== Record extracts ==

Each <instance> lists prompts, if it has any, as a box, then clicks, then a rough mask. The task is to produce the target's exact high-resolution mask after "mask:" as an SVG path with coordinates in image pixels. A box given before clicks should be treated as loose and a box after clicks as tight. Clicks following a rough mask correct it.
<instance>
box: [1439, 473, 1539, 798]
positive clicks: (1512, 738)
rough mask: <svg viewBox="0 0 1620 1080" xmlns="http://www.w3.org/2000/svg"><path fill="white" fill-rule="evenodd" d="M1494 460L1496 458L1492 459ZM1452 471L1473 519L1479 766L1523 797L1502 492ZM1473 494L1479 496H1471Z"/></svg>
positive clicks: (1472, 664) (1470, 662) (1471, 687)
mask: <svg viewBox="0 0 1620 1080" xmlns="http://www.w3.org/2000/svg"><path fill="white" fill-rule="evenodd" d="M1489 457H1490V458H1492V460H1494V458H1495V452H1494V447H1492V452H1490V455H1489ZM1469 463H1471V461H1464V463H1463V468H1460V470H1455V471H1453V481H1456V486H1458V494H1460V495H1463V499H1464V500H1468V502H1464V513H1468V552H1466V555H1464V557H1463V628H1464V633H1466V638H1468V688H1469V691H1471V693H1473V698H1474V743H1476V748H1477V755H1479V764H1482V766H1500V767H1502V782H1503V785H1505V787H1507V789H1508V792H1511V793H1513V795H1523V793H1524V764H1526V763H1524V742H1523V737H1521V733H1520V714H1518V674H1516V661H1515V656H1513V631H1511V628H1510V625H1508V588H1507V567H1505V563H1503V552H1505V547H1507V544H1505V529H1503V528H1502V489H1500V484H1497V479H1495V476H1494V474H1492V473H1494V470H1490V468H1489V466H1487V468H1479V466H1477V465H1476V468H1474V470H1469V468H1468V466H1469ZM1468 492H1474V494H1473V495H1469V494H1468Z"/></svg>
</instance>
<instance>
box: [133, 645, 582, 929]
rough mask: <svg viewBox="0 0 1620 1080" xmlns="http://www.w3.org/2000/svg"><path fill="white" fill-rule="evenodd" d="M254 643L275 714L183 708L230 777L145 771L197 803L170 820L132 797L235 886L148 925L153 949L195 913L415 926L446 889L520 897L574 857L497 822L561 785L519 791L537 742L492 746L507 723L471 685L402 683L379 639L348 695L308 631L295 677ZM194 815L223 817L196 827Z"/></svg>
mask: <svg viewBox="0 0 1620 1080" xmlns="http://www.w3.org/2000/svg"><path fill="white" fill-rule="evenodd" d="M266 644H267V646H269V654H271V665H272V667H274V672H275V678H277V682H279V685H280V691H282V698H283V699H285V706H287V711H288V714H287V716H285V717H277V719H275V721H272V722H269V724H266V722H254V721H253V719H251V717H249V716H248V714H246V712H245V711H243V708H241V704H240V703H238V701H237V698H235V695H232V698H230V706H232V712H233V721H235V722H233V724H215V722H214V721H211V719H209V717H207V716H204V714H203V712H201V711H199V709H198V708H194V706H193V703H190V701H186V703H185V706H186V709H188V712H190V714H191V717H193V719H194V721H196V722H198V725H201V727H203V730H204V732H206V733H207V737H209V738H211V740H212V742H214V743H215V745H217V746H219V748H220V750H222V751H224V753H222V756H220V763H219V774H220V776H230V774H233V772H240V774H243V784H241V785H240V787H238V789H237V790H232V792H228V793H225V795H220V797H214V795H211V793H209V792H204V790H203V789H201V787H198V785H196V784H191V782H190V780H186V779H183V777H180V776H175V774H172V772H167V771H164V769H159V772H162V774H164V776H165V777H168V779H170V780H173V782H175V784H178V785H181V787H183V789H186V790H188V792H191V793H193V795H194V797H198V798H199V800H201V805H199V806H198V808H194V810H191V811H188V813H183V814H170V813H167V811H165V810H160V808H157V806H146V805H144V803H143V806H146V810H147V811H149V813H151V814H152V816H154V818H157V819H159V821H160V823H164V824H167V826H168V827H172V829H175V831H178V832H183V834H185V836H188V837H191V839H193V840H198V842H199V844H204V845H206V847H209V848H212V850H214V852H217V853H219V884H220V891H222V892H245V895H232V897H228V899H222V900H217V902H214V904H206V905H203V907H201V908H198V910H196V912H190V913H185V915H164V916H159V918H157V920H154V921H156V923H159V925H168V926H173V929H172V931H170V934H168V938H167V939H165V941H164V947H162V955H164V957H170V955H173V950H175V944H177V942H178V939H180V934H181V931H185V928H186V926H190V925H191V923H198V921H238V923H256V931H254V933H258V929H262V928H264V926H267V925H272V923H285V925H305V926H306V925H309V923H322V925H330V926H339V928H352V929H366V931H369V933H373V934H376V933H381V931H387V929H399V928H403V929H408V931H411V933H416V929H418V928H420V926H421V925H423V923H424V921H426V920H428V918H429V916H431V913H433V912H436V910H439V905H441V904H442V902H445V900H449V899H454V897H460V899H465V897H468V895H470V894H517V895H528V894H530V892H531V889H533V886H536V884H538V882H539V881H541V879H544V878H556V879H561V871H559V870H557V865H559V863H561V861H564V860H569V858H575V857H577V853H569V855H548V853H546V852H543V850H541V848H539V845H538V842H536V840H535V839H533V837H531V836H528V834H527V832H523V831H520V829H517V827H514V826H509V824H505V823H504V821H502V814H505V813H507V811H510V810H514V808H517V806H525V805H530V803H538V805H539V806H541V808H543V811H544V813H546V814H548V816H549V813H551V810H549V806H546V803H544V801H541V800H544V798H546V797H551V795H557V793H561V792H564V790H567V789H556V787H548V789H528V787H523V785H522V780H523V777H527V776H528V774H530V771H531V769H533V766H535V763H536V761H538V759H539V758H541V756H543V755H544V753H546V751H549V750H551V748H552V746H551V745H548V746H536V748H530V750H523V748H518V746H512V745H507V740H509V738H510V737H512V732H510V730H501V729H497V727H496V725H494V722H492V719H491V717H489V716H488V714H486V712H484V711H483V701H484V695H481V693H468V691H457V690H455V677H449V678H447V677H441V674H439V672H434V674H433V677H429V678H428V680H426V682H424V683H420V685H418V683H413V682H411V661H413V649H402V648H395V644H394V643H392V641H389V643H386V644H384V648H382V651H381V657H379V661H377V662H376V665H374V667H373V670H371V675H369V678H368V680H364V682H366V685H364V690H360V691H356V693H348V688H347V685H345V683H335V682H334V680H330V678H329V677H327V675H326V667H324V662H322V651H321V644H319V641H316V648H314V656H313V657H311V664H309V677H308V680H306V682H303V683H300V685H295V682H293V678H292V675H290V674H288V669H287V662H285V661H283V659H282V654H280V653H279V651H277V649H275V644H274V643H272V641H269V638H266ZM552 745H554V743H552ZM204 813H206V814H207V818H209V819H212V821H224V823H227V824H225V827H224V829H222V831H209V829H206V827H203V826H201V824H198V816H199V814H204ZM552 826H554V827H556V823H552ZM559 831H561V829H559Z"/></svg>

===

## What the exercise asks
Keep the wording exact. Give all of the records again.

## Task output
Each <instance> lists prompts, if it has any, as a box, then clicks, then a rough mask. The task is to produce the target's exact high-resolution mask after "mask:" as an SVG path with coordinates in image pixels. A box given before clicks should be treated as loose and a box after clicks as tight. Clicks following a rough mask correct it.
<instance>
box: [1439, 473, 1539, 798]
positive clicks: (1512, 738)
rough mask: <svg viewBox="0 0 1620 1080" xmlns="http://www.w3.org/2000/svg"><path fill="white" fill-rule="evenodd" d="M1494 460L1496 458L1492 459ZM1452 471L1473 519L1479 766L1523 797L1502 492ZM1473 494L1479 496H1471Z"/></svg>
positive clicks: (1472, 664) (1470, 662) (1471, 687)
mask: <svg viewBox="0 0 1620 1080" xmlns="http://www.w3.org/2000/svg"><path fill="white" fill-rule="evenodd" d="M1489 457H1490V458H1492V460H1494V458H1495V452H1494V447H1492V452H1490V455H1489ZM1469 463H1471V461H1464V463H1463V468H1460V470H1455V471H1453V481H1456V486H1458V494H1460V495H1463V499H1464V500H1468V502H1464V513H1468V552H1466V555H1464V557H1463V628H1464V633H1466V638H1468V688H1469V691H1471V693H1473V698H1474V743H1476V748H1477V755H1479V764H1482V766H1500V767H1502V782H1503V785H1505V787H1507V789H1508V792H1511V793H1513V795H1523V793H1524V764H1526V763H1524V742H1523V737H1521V733H1520V714H1518V674H1516V661H1515V656H1513V631H1511V628H1510V625H1508V588H1507V567H1505V563H1503V552H1505V547H1507V544H1505V529H1503V528H1502V489H1500V484H1497V479H1495V476H1494V474H1492V473H1494V470H1490V468H1489V466H1487V468H1479V466H1477V465H1476V468H1474V470H1469V468H1468V466H1469ZM1468 492H1474V494H1473V495H1469V494H1468Z"/></svg>
</instance>
<instance>
box: [133, 645, 582, 929]
rough mask: <svg viewBox="0 0 1620 1080" xmlns="http://www.w3.org/2000/svg"><path fill="white" fill-rule="evenodd" d="M254 643L275 714L183 708L230 777L145 771L197 803L170 820L132 797L235 886L148 925L153 949L195 913L415 926L446 889L520 897L574 857L497 822L561 785L519 791L537 742L492 746L507 723L471 685L402 683L379 639L348 695L308 631L295 677ZM194 815L223 817L196 827Z"/></svg>
mask: <svg viewBox="0 0 1620 1080" xmlns="http://www.w3.org/2000/svg"><path fill="white" fill-rule="evenodd" d="M266 644H267V646H269V654H271V665H272V667H274V672H275V678H277V682H279V685H280V691H282V698H283V699H285V706H287V711H288V714H287V716H285V717H277V719H275V721H272V722H269V724H266V722H254V721H253V719H251V717H249V716H248V714H246V712H245V711H243V708H241V704H240V703H238V701H237V698H235V695H232V698H230V706H232V712H233V721H235V722H233V724H215V722H214V721H211V719H209V717H207V716H204V714H203V712H201V711H199V709H198V708H194V706H193V703H190V701H186V703H185V706H186V709H188V712H190V714H191V717H193V719H194V721H196V722H198V725H201V727H203V730H204V732H206V733H207V737H209V738H211V740H212V742H214V743H215V745H217V746H219V748H220V750H222V751H224V753H222V756H220V763H219V774H220V776H230V774H233V772H240V774H243V784H241V785H240V787H238V789H237V790H232V792H228V793H225V795H220V797H214V795H211V793H209V792H204V790H203V789H201V787H198V785H196V784H191V782H190V780H186V779H183V777H180V776H175V774H172V772H167V771H164V769H159V772H162V774H164V776H165V777H168V779H170V780H173V782H175V784H178V785H181V787H183V789H186V790H188V792H191V793H193V795H194V797H198V798H199V800H201V805H199V806H198V808H194V810H191V811H188V813H183V814H170V813H167V811H165V810H160V808H157V806H146V805H144V803H143V806H146V810H147V811H149V813H151V814H152V816H154V818H157V819H159V821H160V823H164V824H167V826H168V827H172V829H175V831H178V832H183V834H185V836H188V837H191V839H193V840H198V842H199V844H204V845H206V847H209V848H212V850H214V852H217V853H219V884H220V891H222V892H245V895H232V897H228V899H222V900H217V902H214V904H206V905H203V907H201V908H198V910H196V912H190V913H185V915H164V916H159V918H157V920H154V921H156V923H159V925H168V926H173V929H172V931H170V934H168V938H167V939H165V941H164V947H162V955H164V957H170V955H173V950H175V944H177V942H178V939H180V934H181V931H185V928H186V926H190V925H191V923H198V921H238V923H256V931H254V933H258V929H262V928H264V926H267V925H272V923H285V925H305V926H306V925H309V923H322V925H330V926H339V928H352V929H366V931H369V933H373V934H376V933H381V931H387V929H399V928H403V929H408V931H411V933H416V929H418V928H420V926H421V925H423V923H424V921H426V920H428V918H429V916H431V913H433V912H436V910H439V905H441V904H442V902H445V900H449V899H454V897H460V899H465V897H468V895H470V894H517V895H528V894H530V892H531V889H533V886H536V884H538V882H539V881H541V879H544V878H556V879H561V871H559V870H557V865H559V863H561V861H564V860H569V858H575V857H577V853H569V855H548V853H546V852H543V850H541V848H539V845H538V842H536V840H535V839H533V837H531V836H528V834H527V832H523V831H520V829H517V827H514V826H509V824H505V823H504V821H502V814H505V813H507V811H510V810H514V808H517V806H525V805H530V803H538V805H539V806H541V808H543V811H544V813H546V814H548V816H549V813H551V810H549V806H546V803H544V801H541V800H544V798H546V797H551V795H557V793H561V792H564V790H567V789H556V787H548V789H528V787H523V785H522V780H523V777H527V776H528V774H530V771H531V769H533V766H535V763H536V761H538V759H539V758H541V756H543V755H544V753H546V751H549V750H551V748H552V746H551V745H548V746H536V748H530V750H523V748H518V746H512V745H507V740H509V738H510V737H512V732H510V730H501V729H497V727H496V725H494V722H492V719H491V717H489V716H488V714H486V712H484V711H483V701H484V695H481V693H468V691H457V690H455V677H449V678H447V677H441V674H439V672H434V674H433V677H429V678H428V680H426V682H424V683H420V685H418V683H413V682H411V661H413V649H402V648H395V644H394V643H392V641H389V643H386V644H384V648H382V651H381V657H379V661H377V662H376V665H374V667H373V670H371V675H369V678H368V680H364V682H366V685H364V690H360V691H356V693H348V688H347V685H345V683H335V682H334V680H330V678H329V677H327V675H326V667H324V662H322V651H321V644H319V641H316V648H314V656H313V657H311V664H309V677H308V680H306V682H303V683H300V685H295V682H293V678H292V675H290V674H288V669H287V662H285V661H283V659H282V654H280V653H279V651H277V649H275V644H274V643H272V641H269V638H266ZM552 745H554V743H552ZM204 813H206V814H207V818H209V819H212V821H224V823H227V824H225V827H224V829H222V831H209V829H206V827H203V826H201V824H198V816H199V814H204ZM552 826H554V827H556V823H552ZM559 831H561V829H559Z"/></svg>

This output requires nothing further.